>> Start

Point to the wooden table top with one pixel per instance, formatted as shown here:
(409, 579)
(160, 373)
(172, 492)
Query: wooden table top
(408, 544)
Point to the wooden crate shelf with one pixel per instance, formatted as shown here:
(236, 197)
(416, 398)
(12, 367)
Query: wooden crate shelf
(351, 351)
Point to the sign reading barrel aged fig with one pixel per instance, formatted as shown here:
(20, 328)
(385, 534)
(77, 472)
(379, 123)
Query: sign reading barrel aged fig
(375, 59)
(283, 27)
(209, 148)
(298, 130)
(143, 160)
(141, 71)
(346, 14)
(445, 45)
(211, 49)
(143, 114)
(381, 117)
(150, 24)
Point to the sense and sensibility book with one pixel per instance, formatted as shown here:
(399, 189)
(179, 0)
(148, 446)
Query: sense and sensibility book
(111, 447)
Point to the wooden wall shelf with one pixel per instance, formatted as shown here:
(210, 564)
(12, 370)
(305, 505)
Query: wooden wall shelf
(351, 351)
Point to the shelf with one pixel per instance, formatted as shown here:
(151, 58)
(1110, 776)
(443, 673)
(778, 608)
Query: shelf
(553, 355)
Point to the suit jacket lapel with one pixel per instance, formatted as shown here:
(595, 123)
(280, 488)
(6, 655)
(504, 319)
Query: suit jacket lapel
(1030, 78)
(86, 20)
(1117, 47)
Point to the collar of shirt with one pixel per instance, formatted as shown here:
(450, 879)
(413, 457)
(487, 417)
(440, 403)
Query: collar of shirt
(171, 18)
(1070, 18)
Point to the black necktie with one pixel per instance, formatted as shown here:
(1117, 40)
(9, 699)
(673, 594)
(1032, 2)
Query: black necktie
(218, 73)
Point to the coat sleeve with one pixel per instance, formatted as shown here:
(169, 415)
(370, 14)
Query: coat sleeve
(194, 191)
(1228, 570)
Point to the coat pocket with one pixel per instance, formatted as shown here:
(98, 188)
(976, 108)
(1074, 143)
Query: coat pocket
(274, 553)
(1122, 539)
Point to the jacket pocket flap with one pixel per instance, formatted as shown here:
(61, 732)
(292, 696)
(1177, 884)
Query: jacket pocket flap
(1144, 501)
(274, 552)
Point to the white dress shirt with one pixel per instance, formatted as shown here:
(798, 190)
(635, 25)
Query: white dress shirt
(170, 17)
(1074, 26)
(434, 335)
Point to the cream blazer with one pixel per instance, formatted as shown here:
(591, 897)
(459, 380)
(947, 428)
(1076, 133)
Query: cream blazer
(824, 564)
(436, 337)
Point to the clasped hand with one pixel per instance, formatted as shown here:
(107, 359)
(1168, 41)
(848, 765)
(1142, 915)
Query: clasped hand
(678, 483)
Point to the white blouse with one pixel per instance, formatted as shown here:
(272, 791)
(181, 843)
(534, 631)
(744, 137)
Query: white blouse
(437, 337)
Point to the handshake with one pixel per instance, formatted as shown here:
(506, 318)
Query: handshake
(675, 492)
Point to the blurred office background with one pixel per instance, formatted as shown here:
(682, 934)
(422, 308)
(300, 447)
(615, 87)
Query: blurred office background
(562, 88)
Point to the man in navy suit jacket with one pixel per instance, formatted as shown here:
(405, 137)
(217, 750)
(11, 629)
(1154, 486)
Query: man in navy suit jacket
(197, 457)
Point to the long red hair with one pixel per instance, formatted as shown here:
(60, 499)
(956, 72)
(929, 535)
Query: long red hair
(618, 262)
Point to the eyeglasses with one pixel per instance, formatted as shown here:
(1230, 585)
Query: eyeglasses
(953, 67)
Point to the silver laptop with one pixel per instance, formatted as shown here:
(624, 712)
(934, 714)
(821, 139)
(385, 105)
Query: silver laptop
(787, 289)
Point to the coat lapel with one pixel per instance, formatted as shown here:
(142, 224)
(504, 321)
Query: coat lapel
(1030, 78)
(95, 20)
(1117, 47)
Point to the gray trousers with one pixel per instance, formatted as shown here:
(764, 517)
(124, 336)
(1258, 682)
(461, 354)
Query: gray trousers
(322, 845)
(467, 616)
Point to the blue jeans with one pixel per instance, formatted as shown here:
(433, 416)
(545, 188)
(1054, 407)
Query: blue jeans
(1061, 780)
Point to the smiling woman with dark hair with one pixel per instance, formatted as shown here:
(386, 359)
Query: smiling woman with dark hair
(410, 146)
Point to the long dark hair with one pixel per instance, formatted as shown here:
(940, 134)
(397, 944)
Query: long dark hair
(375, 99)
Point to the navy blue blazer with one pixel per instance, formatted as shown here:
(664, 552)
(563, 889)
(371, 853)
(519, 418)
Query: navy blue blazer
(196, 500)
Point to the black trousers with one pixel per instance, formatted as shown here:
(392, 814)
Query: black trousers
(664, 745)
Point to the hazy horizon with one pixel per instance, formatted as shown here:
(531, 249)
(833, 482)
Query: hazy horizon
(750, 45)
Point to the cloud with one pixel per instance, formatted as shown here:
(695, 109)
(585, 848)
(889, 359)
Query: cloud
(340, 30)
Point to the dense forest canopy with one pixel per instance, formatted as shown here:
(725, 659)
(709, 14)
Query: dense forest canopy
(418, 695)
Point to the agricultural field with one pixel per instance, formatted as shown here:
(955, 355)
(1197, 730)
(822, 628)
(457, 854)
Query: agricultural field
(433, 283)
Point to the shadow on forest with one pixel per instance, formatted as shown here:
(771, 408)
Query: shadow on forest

>> End

Reproduce the material verbatim, line by line.

Point to the wooden table top with one pixel per instance, formatted as shown here:
(409, 579)
(160, 373)
(172, 492)
Query: wooden table top
(408, 544)
Point to the wooden crate shelf with one pixel per instance, formatted as shown here:
(236, 197)
(416, 398)
(12, 367)
Query: wooden crate shelf
(351, 351)
Point to the sign reading barrel aged fig with one pixel per instance, formatted as shown here:
(20, 328)
(385, 534)
(77, 472)
(379, 123)
Query: sign reading barrel aged fig
(375, 59)
(283, 27)
(209, 148)
(298, 130)
(143, 160)
(141, 71)
(346, 14)
(445, 45)
(211, 49)
(143, 114)
(381, 117)
(150, 24)
Point to the sense and sensibility book with one pixel per instance, formatted as shown here:
(399, 189)
(179, 0)
(148, 446)
Query: sense and sensibility book
(111, 447)
Point to the wooden wall shelf with one pixel per instance, formatted as shown here:
(210, 564)
(12, 370)
(305, 505)
Query: wooden wall shelf
(351, 351)
Point to the shelf with one pixel per instance, formatted as shown here:
(151, 58)
(1110, 776)
(443, 673)
(778, 608)
Query: shelf
(553, 355)
Point to the suit jacket lapel with one pixel per instance, formatted as shown here:
(595, 123)
(280, 488)
(6, 655)
(504, 319)
Query: suit jacket lapel
(1030, 78)
(86, 20)
(1117, 47)
Point to the collar of shirt with one pixel per instance, formatted as shown here:
(450, 879)
(413, 457)
(487, 417)
(440, 403)
Query: collar of shirt
(171, 18)
(1070, 18)
Point to the black necktie with one pixel per instance, formatted as shown here:
(1117, 40)
(9, 699)
(673, 594)
(1032, 2)
Query: black necktie
(218, 73)
Point to the coat sleeve with one pixel per instance, formatted as shown here:
(169, 415)
(370, 14)
Query: coat sleeve
(194, 191)
(1228, 570)
Point to the coat pocket with one pixel per instance, formatted as shown here:
(98, 188)
(976, 108)
(1074, 143)
Query: coat pocket
(274, 553)
(1122, 539)
Point to the jacket pocket flap with one pixel per instance, formatted as shown here:
(61, 732)
(292, 696)
(1177, 884)
Query: jacket pocket flap
(1144, 501)
(274, 552)
Point to the white dress shirt with one pixel per instance, formatted as shown here:
(798, 190)
(635, 25)
Query: white dress shirt
(170, 17)
(1074, 26)
(434, 335)
Point to the cream blazer with one pixel per instance, formatted as shown here:
(591, 897)
(459, 380)
(947, 428)
(1076, 133)
Query: cream blazer
(824, 564)
(436, 337)
Point to the clasped hand with one pixel per instance, formatted as shown here:
(107, 359)
(1168, 41)
(848, 765)
(1142, 915)
Query: clasped hand
(678, 483)
Point to the white blouse with one pixel per instance, formatted as shown here:
(272, 791)
(181, 843)
(534, 631)
(744, 137)
Query: white blouse
(437, 337)
Point to the handshake with one pixel per instance, formatted as shown here:
(506, 318)
Query: handshake
(675, 492)
Point to the blurred office background with one pixel per instance, formatted as shown here:
(682, 934)
(422, 308)
(300, 447)
(615, 87)
Query: blurred office background
(562, 88)
Point to the man in navy suit jacket with one pixel per instance, formatted as shown here:
(405, 137)
(217, 750)
(11, 629)
(1154, 486)
Query: man in navy suit jacket
(197, 457)
Point to the long red hair with one pixel per instance, formatted as shown here:
(60, 499)
(956, 72)
(929, 535)
Query: long red hair
(618, 262)
Point to the eyeglasses with one pixel per instance, formatted as shown here:
(1230, 585)
Query: eyeglasses
(953, 67)
Point to the silver laptop with one pixel per instance, formatted as shown here:
(624, 712)
(934, 714)
(821, 139)
(385, 105)
Query: silver laptop
(787, 289)
Point to the coat lapel with one pixel per instance, formatted as shown here:
(142, 224)
(504, 321)
Query: coat lapel
(1030, 78)
(95, 20)
(1117, 47)
Point to the gray trousers with one pixel per instance, formatted as shown here:
(764, 517)
(124, 336)
(1258, 682)
(461, 354)
Query: gray trousers
(322, 845)
(467, 616)
Point to the blue jeans with one pixel per instance, formatted as shown here:
(433, 416)
(545, 188)
(1054, 407)
Query: blue jeans
(1061, 780)
Point to the smiling woman with dark hair with one pixel per instance, formatted as shown here:
(386, 359)
Query: smiling woman with dark hair
(410, 146)
Point to the long dark hair with one pixel per instance, formatted as shown here:
(940, 134)
(397, 944)
Query: long dark hair
(375, 99)
Point to the navy blue blazer with one pixel per instance, formatted as shown here:
(664, 552)
(563, 889)
(371, 853)
(519, 418)
Query: navy blue blazer
(196, 500)
Point to the black trousers with one pixel per instance, formatted as shown here:
(392, 814)
Query: black trousers
(664, 745)
Point to the hazy horizon with one pixel per instance, formatted as shown here:
(531, 249)
(833, 482)
Query: hazy horizon
(750, 45)
Point to the cloud with one pixel per instance, formatted as shown here:
(695, 109)
(585, 848)
(889, 359)
Query: cloud
(340, 30)
Point to the dense forest canopy with one pixel per instance, formatted as shown here:
(725, 659)
(709, 14)
Query: dense forest canopy
(418, 695)
Point to the agricultural field with one pixel per instance, formatted as shown here:
(955, 355)
(1197, 730)
(822, 628)
(457, 854)
Query: agricultural field
(433, 283)
Point to the shadow on forest with one pixel per instance, formatted as shown here:
(771, 408)
Query: shadow on forest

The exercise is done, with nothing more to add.